*Information shown*:
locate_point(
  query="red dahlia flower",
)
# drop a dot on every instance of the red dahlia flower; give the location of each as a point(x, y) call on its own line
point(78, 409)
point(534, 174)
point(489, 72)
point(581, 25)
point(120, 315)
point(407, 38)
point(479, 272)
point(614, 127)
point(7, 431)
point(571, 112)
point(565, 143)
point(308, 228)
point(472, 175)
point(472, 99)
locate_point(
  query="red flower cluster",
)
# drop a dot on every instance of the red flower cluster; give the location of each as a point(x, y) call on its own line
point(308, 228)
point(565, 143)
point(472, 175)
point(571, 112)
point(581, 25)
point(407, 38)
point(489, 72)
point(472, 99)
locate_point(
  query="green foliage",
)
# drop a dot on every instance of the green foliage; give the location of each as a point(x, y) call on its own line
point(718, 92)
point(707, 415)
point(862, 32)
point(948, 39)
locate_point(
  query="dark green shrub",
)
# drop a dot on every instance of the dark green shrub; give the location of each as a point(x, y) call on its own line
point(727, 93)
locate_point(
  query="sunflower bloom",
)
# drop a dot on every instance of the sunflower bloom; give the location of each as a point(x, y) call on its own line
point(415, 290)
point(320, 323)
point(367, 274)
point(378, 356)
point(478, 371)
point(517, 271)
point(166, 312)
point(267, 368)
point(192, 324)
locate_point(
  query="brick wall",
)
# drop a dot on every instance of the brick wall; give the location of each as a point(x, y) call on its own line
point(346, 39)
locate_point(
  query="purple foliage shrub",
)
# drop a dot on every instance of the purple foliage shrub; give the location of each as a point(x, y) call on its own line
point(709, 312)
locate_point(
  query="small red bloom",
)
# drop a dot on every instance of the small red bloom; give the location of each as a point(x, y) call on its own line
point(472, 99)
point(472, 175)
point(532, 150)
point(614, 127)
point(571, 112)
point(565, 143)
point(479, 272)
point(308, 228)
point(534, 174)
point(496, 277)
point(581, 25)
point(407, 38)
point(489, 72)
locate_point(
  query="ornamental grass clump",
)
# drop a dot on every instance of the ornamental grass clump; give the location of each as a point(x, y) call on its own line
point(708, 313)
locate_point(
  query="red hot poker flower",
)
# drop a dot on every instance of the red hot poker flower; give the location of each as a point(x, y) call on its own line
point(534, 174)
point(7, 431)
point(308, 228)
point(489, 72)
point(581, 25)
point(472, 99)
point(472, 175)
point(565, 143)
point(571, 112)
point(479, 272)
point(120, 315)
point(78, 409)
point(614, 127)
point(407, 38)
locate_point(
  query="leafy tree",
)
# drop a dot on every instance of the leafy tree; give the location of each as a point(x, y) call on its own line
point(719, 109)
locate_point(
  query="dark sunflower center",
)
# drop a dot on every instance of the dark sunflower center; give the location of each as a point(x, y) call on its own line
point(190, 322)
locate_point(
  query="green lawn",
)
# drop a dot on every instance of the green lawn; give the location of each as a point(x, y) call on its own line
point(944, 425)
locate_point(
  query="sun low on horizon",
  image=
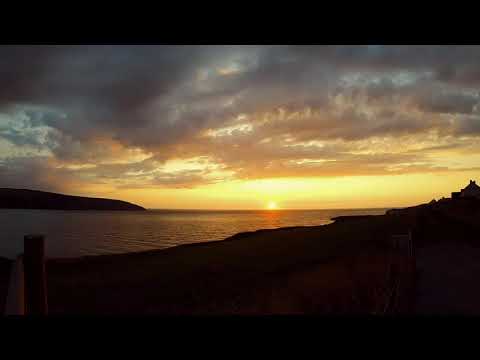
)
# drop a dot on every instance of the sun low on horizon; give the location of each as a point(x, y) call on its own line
point(242, 127)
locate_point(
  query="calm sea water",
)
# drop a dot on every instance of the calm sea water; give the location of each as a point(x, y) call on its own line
point(77, 233)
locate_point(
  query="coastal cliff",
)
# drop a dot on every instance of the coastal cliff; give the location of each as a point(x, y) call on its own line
point(32, 199)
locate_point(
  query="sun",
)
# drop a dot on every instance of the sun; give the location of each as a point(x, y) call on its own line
point(272, 205)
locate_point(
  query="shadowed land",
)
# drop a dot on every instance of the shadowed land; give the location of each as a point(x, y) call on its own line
point(32, 199)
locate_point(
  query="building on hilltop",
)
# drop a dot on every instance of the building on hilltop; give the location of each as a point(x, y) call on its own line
point(471, 190)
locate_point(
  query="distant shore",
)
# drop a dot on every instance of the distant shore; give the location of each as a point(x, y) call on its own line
point(33, 199)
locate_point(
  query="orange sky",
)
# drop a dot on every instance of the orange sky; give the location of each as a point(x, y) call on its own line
point(241, 127)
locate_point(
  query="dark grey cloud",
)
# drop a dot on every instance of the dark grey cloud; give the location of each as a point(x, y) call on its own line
point(92, 104)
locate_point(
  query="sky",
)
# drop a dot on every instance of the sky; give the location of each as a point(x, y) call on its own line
point(241, 127)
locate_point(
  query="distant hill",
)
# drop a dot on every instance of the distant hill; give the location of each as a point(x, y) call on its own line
point(32, 199)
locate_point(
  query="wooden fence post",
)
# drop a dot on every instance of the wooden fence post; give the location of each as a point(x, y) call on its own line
point(35, 277)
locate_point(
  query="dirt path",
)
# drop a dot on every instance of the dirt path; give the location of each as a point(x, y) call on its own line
point(449, 276)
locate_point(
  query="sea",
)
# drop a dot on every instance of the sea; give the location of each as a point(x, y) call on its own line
point(81, 233)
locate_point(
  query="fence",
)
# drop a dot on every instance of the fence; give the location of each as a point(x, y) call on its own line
point(401, 275)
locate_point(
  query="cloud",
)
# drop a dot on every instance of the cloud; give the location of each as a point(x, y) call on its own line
point(119, 114)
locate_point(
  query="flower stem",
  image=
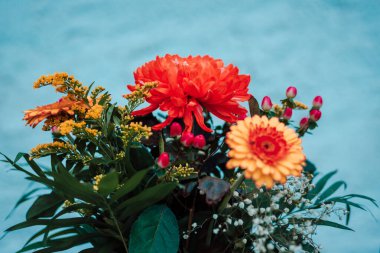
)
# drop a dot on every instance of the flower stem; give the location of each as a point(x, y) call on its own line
point(233, 188)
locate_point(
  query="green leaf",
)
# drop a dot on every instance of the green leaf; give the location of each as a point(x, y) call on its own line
point(331, 190)
point(54, 224)
point(44, 206)
point(332, 224)
point(130, 184)
point(141, 158)
point(108, 183)
point(310, 167)
point(146, 198)
point(155, 231)
point(320, 185)
point(214, 188)
point(25, 197)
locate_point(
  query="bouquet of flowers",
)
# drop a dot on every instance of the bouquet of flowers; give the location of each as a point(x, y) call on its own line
point(140, 181)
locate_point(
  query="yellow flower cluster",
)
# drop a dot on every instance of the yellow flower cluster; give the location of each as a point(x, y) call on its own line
point(179, 172)
point(92, 132)
point(61, 81)
point(51, 148)
point(95, 112)
point(55, 120)
point(134, 132)
point(97, 180)
point(140, 92)
point(69, 125)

*Stated problem*:
Copy out all the records again, swapping every "drop a dot" for "place a marker" and keeping everything else the same. Leave the pictures out of your answer.

*Solved problem*:
locate_point(
  query="red dahlia flower",
)
# place a marker on every instance of the red dahlia flower; give the location of each as a point(x, y) call on its own line
point(78, 409)
point(534, 174)
point(489, 72)
point(581, 25)
point(120, 315)
point(407, 38)
point(479, 272)
point(614, 127)
point(7, 431)
point(571, 112)
point(565, 143)
point(308, 228)
point(472, 175)
point(472, 99)
locate_point(
  query="red flower cluster",
)
# place a marker on every instance of the red flower cluster; give the location of each as a point(x, y) call on its own line
point(308, 228)
point(565, 143)
point(472, 175)
point(571, 112)
point(581, 25)
point(407, 38)
point(489, 72)
point(472, 99)
locate_point(
  query="green foliage",
)
# place a marker on every instance of the green foliage; give the location of each as a point(x, y) call on its own line
point(718, 92)
point(707, 415)
point(862, 32)
point(948, 39)
locate_point(
  query="dark green shrub",
)
# place a marker on every instance of the dark green shrub; give the location of each as a point(x, y) call on its own line
point(727, 93)
locate_point(
  query="sunflower bloom",
)
# place a marker on every instance of the sunflower bloom; give the location of each as a point(x, y) call on its own line
point(415, 290)
point(320, 323)
point(367, 274)
point(378, 356)
point(478, 371)
point(517, 271)
point(166, 312)
point(267, 368)
point(192, 324)
locate_point(
  query="brick wall",
)
# place a marker on every instance of the brick wall; give the location of each as a point(x, y) call on its own line
point(346, 39)
locate_point(
  query="purple foliage shrub",
)
# place a marker on every instance of the purple foliage shrub; give the location of each as a point(x, y) call on its own line
point(709, 312)
locate_point(
  query="small red bloom",
)
# place a marker on every instance of the small red bloom; give the location of each as a point(x, y) call on its own line
point(472, 99)
point(472, 175)
point(532, 150)
point(614, 127)
point(571, 112)
point(565, 143)
point(479, 272)
point(308, 228)
point(534, 174)
point(496, 277)
point(581, 25)
point(407, 38)
point(489, 72)
locate_point(
  query="ornamental grass clump",
)
# place a marker on every instance of the ornamental grass clump; give the location of each as a point(x, y) call on its own line
point(708, 313)
locate_point(
  query="red hot poker flower",
)
# place a marker on every instance of the red hot poker flower; give the location of each as a point(x, y) call on its own line
point(534, 174)
point(7, 431)
point(308, 228)
point(489, 72)
point(581, 25)
point(472, 99)
point(472, 175)
point(565, 143)
point(571, 112)
point(479, 272)
point(120, 315)
point(78, 409)
point(614, 127)
point(407, 38)
locate_point(
  query="leafy tree",
)
# place a marker on every instance of the leafy tree; give the location of each as a point(x, y) call on its own line
point(719, 109)
locate_point(
  query="dark sunflower center",
)
# place a marker on every instance of the dark sunflower center; give the location of each as a point(x, y) call on its own line
point(190, 322)
locate_point(
  query="green lawn",
)
# place a marker on every instance of the green lawn; give the location of each as a point(x, y) call on its own line
point(944, 425)
locate_point(
  query="sun low on horizon",
  image=
)
# place a marker on every instance of the sun low on horizon; give the location of each as a point(x, y) call on its own line
point(242, 127)
locate_point(
  query="calm sea water",
)
# place a marker on every instance of the calm sea water; give the location of each as a point(x, y) call on its own line
point(77, 233)
locate_point(
  query="coastal cliff",
)
# place a marker on every instance of the coastal cliff; give the location of each as a point(x, y) call on its own line
point(32, 199)
locate_point(
  query="sun",
)
# place a marker on every instance of the sun; give the location of each as a point(x, y) call on its own line
point(272, 205)
locate_point(
  query="shadowed land",
)
# place a marker on every instance of the shadowed land; give the location of each as a point(x, y) call on its own line
point(32, 199)
locate_point(
  query="building on hilltop",
)
# place a marker on every instance of the building on hilltop; give the location of each as a point(x, y) call on its own line
point(471, 190)
locate_point(
  query="distant shore",
)
# place a marker on every instance of the distant shore; give the location of each as a point(x, y) call on its own line
point(33, 199)
locate_point(
  query="orange sky",
)
# place a marker on every instance of the orange sky; give the location of each as a point(x, y) call on its own line
point(241, 127)
locate_point(
  query="dark grey cloud",
)
# place a marker on every instance of the dark grey cloud; give the location of each as a point(x, y) call on its own line
point(92, 104)
locate_point(
  query="sky",
)
# place a marker on every instance of the sky; give the location of each as a point(x, y) call on its own line
point(241, 127)
locate_point(
  query="distant hill",
)
# place a marker on every instance of the distant hill; give the location of each as a point(x, y) call on its own line
point(32, 199)
locate_point(
  query="wooden fence post",
)
# place a marker on every instance of the wooden fence post; give the location of each as a point(x, y) call on its own line
point(35, 277)
locate_point(
  query="dirt path",
)
# place a marker on every instance of the dirt path; give the location of each as a point(x, y) call on its own line
point(449, 276)
locate_point(
  query="sea",
)
# place a marker on every instance of the sea; give the location of each as a point(x, y) call on its own line
point(81, 233)
locate_point(
  query="fence",
)
# place a marker on every instance of the fence; give the location of each as a point(x, y) call on its own line
point(401, 275)
locate_point(
  query="cloud",
)
# place a marker on every instance of the cloud; give the location of each as a point(x, y) call on its own line
point(119, 114)
locate_point(
  query="flower stem",
  image=
)
# place a marker on every instance of the flower stem; give the location of each as a point(x, y) call on its own line
point(233, 188)
locate_point(
  query="green leaf",
)
# place a marker on every instance of the green leaf; give the location of each as a point(x, y) call on its own line
point(331, 190)
point(54, 224)
point(44, 206)
point(332, 224)
point(130, 184)
point(141, 158)
point(108, 183)
point(310, 167)
point(146, 198)
point(155, 231)
point(320, 185)
point(214, 188)
point(25, 197)
locate_point(
  query="bouquet of flowers",
)
# place a marker on every instance of the bouquet of flowers; give the location of each as a point(x, y) call on its own line
point(140, 181)
locate_point(
  query="yellow flower cluster",
)
# place a marker on every instance of the yellow flower cluster; give the location of each as a point(x, y) call on its own line
point(179, 172)
point(92, 132)
point(61, 81)
point(51, 148)
point(95, 112)
point(55, 120)
point(134, 132)
point(97, 180)
point(140, 92)
point(69, 125)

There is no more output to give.